### DIRECTIVE:
Could you rewrite the entries below with "detection" swapped for "detected object" everywhere it occurs and everything else left unchanged?

>>>>

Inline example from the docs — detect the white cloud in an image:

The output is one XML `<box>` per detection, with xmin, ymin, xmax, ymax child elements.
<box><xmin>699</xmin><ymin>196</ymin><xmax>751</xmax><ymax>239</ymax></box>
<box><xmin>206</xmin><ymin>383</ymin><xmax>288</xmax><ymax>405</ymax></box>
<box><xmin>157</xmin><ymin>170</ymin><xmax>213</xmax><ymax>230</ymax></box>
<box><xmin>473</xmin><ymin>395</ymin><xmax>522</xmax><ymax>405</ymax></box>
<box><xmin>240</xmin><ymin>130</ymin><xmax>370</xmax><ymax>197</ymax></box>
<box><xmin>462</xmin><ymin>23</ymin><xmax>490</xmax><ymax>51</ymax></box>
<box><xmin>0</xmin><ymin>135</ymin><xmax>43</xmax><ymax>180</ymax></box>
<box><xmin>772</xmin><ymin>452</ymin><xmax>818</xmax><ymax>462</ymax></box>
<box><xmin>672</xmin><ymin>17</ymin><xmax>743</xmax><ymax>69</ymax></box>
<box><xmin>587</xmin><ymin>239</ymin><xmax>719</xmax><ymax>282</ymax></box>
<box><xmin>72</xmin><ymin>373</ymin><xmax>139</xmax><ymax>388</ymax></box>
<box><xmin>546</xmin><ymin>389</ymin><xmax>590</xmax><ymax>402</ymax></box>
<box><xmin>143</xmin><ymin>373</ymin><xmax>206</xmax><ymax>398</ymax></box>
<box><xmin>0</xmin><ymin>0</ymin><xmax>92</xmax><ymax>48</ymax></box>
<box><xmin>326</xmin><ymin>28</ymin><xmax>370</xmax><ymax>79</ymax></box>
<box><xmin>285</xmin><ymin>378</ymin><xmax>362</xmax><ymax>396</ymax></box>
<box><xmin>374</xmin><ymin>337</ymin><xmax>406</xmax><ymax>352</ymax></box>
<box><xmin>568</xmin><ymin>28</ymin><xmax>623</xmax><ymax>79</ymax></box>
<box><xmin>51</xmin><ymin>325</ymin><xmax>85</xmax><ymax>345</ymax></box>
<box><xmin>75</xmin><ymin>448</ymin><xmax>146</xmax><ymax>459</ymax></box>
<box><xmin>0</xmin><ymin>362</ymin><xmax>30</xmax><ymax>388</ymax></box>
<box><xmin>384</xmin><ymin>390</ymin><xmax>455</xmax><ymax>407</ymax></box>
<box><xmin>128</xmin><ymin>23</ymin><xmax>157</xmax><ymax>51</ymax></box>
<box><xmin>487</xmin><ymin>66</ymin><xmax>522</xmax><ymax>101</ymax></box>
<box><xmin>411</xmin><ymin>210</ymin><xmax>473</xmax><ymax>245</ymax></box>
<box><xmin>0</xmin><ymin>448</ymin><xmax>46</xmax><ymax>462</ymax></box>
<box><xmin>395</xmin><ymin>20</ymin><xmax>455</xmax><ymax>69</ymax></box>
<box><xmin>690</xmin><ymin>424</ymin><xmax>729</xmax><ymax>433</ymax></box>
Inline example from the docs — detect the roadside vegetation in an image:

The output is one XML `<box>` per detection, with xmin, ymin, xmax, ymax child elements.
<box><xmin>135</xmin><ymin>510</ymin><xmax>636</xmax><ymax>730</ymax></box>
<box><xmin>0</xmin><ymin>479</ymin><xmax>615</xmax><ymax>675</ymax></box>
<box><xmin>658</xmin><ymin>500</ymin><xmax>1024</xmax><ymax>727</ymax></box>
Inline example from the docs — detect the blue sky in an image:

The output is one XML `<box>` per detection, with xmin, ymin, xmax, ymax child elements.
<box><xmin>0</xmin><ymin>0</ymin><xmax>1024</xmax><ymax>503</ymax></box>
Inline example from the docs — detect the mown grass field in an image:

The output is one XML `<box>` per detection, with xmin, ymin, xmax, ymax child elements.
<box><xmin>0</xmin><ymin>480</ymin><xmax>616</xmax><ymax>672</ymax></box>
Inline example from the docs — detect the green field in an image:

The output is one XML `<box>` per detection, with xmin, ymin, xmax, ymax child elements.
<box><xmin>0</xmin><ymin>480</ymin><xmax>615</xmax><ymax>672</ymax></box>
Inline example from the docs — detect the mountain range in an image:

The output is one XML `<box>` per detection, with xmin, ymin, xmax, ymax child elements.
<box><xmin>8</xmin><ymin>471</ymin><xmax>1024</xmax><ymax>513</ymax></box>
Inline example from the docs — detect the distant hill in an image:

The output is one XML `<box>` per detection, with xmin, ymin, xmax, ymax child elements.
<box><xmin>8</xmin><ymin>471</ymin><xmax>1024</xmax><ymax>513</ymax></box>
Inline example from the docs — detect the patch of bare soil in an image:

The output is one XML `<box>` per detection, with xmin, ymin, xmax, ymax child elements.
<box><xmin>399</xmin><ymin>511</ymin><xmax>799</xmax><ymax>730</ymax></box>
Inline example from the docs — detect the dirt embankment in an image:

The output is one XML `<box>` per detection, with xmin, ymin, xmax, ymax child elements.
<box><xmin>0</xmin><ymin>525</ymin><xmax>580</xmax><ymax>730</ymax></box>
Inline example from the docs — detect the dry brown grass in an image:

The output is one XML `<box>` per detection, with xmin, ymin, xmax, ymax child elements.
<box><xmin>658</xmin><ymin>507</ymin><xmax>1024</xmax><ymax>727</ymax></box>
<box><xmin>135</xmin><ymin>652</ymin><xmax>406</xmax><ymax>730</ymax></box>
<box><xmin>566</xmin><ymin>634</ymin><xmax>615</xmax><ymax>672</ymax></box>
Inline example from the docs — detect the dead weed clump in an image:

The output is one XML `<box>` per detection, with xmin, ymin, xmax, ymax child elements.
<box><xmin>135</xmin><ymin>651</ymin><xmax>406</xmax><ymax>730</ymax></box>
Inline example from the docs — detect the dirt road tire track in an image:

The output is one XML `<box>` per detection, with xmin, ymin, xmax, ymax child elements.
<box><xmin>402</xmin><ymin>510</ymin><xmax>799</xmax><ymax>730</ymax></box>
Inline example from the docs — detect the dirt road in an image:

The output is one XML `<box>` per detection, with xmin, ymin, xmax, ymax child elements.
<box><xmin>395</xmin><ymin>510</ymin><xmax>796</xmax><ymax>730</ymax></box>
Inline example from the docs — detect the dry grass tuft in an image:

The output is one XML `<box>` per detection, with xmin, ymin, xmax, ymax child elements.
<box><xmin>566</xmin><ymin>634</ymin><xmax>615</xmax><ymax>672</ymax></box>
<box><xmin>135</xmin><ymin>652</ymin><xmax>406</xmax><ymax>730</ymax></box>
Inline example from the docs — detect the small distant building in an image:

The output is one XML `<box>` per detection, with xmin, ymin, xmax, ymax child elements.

<<<<

### FINAL RESULT:
Inline example from the docs — detect the white cloud in an image:

The output is one XML `<box>` per detected object, with xmin, ymin, xmax, ymax child elements.
<box><xmin>699</xmin><ymin>196</ymin><xmax>751</xmax><ymax>239</ymax></box>
<box><xmin>206</xmin><ymin>383</ymin><xmax>288</xmax><ymax>405</ymax></box>
<box><xmin>157</xmin><ymin>170</ymin><xmax>213</xmax><ymax>230</ymax></box>
<box><xmin>473</xmin><ymin>395</ymin><xmax>522</xmax><ymax>405</ymax></box>
<box><xmin>240</xmin><ymin>130</ymin><xmax>370</xmax><ymax>197</ymax></box>
<box><xmin>462</xmin><ymin>23</ymin><xmax>490</xmax><ymax>51</ymax></box>
<box><xmin>0</xmin><ymin>135</ymin><xmax>43</xmax><ymax>180</ymax></box>
<box><xmin>772</xmin><ymin>452</ymin><xmax>818</xmax><ymax>462</ymax></box>
<box><xmin>672</xmin><ymin>17</ymin><xmax>743</xmax><ymax>69</ymax></box>
<box><xmin>587</xmin><ymin>239</ymin><xmax>719</xmax><ymax>282</ymax></box>
<box><xmin>72</xmin><ymin>373</ymin><xmax>139</xmax><ymax>388</ymax></box>
<box><xmin>546</xmin><ymin>389</ymin><xmax>590</xmax><ymax>402</ymax></box>
<box><xmin>143</xmin><ymin>373</ymin><xmax>206</xmax><ymax>398</ymax></box>
<box><xmin>0</xmin><ymin>0</ymin><xmax>92</xmax><ymax>48</ymax></box>
<box><xmin>326</xmin><ymin>28</ymin><xmax>370</xmax><ymax>79</ymax></box>
<box><xmin>285</xmin><ymin>378</ymin><xmax>362</xmax><ymax>396</ymax></box>
<box><xmin>374</xmin><ymin>337</ymin><xmax>406</xmax><ymax>352</ymax></box>
<box><xmin>568</xmin><ymin>28</ymin><xmax>623</xmax><ymax>79</ymax></box>
<box><xmin>51</xmin><ymin>325</ymin><xmax>85</xmax><ymax>345</ymax></box>
<box><xmin>75</xmin><ymin>448</ymin><xmax>146</xmax><ymax>459</ymax></box>
<box><xmin>0</xmin><ymin>362</ymin><xmax>30</xmax><ymax>388</ymax></box>
<box><xmin>384</xmin><ymin>390</ymin><xmax>455</xmax><ymax>407</ymax></box>
<box><xmin>128</xmin><ymin>23</ymin><xmax>157</xmax><ymax>51</ymax></box>
<box><xmin>487</xmin><ymin>66</ymin><xmax>522</xmax><ymax>101</ymax></box>
<box><xmin>411</xmin><ymin>210</ymin><xmax>473</xmax><ymax>245</ymax></box>
<box><xmin>0</xmin><ymin>448</ymin><xmax>46</xmax><ymax>462</ymax></box>
<box><xmin>395</xmin><ymin>20</ymin><xmax>455</xmax><ymax>69</ymax></box>
<box><xmin>690</xmin><ymin>424</ymin><xmax>729</xmax><ymax>433</ymax></box>
Inline example from the docs — detect the roadside vegetation in an image:

The output is one XML `<box>` per detected object, with xmin, ymin, xmax, ymax child elements.
<box><xmin>135</xmin><ymin>510</ymin><xmax>636</xmax><ymax>730</ymax></box>
<box><xmin>0</xmin><ymin>479</ymin><xmax>615</xmax><ymax>675</ymax></box>
<box><xmin>658</xmin><ymin>500</ymin><xmax>1024</xmax><ymax>727</ymax></box>
Inline example from the docs — detect the blue sky in an image:

The output is one XML `<box>` per detected object, with xmin, ymin, xmax, ymax child elements.
<box><xmin>0</xmin><ymin>0</ymin><xmax>1024</xmax><ymax>503</ymax></box>
Inline example from the docs — detect the mown grass field in an image:

The output is one XML `<box>` per detected object, with xmin, ymin, xmax, ymax child elements.
<box><xmin>0</xmin><ymin>480</ymin><xmax>616</xmax><ymax>672</ymax></box>
Inline example from the docs — detect the green field in an image:

The output is one XML `<box>` per detected object, with xmin, ymin, xmax, ymax child elements.
<box><xmin>0</xmin><ymin>480</ymin><xmax>615</xmax><ymax>672</ymax></box>
Inline example from the docs — detect the mountain range in an image:

The output is one XML `<box>` per detected object, with xmin, ymin, xmax, ymax child elements.
<box><xmin>8</xmin><ymin>471</ymin><xmax>1024</xmax><ymax>513</ymax></box>
Inline example from the docs — detect the distant hill in an image:

The output is one XML `<box>` per detected object, with xmin, ymin, xmax, ymax child elements.
<box><xmin>8</xmin><ymin>471</ymin><xmax>1024</xmax><ymax>513</ymax></box>
Inline example from the docs — detect the patch of bare soil in an image:

The output is one XML `<box>` per detected object, with xmin, ymin, xmax, ymax child elements.
<box><xmin>399</xmin><ymin>511</ymin><xmax>799</xmax><ymax>730</ymax></box>
Inline example from the docs — detect the dirt embankment in an image:

The output is one XML `<box>` per detected object, with xmin, ymin, xmax, ymax child elements.
<box><xmin>0</xmin><ymin>525</ymin><xmax>580</xmax><ymax>730</ymax></box>
Inline example from the docs — detect the dry brown grass in an image:

The output is one XML `<box>` per detected object, with xmin, ymin, xmax, ymax child elements.
<box><xmin>658</xmin><ymin>507</ymin><xmax>1024</xmax><ymax>727</ymax></box>
<box><xmin>135</xmin><ymin>652</ymin><xmax>406</xmax><ymax>730</ymax></box>
<box><xmin>566</xmin><ymin>634</ymin><xmax>615</xmax><ymax>672</ymax></box>
Inline example from the docs — detect the dead weed clump in an image:

The output is one XML `<box>` per detected object, with xmin, ymin, xmax, ymax child elements.
<box><xmin>135</xmin><ymin>651</ymin><xmax>406</xmax><ymax>730</ymax></box>
Inline example from the docs — detect the dirt road tire track in an image:

The output is one XML `<box>` per detected object, with xmin, ymin, xmax, ymax child elements.
<box><xmin>402</xmin><ymin>510</ymin><xmax>799</xmax><ymax>730</ymax></box>
Inline example from the docs — detect the dirt road in an image:

The output is one XML `<box>` per detected object, with xmin, ymin, xmax, ymax child elements.
<box><xmin>395</xmin><ymin>510</ymin><xmax>796</xmax><ymax>730</ymax></box>
Inline example from the docs — detect the dry grass tuft in an image:

The output is one XML `<box>` per detected object, with xmin, ymin, xmax, ymax child elements.
<box><xmin>566</xmin><ymin>634</ymin><xmax>615</xmax><ymax>672</ymax></box>
<box><xmin>135</xmin><ymin>652</ymin><xmax>406</xmax><ymax>730</ymax></box>
Inline example from the docs — detect the small distant building in an image:

The output is one XML `<box>` per detected object, with xmin, ymin, xmax, ymax child elements.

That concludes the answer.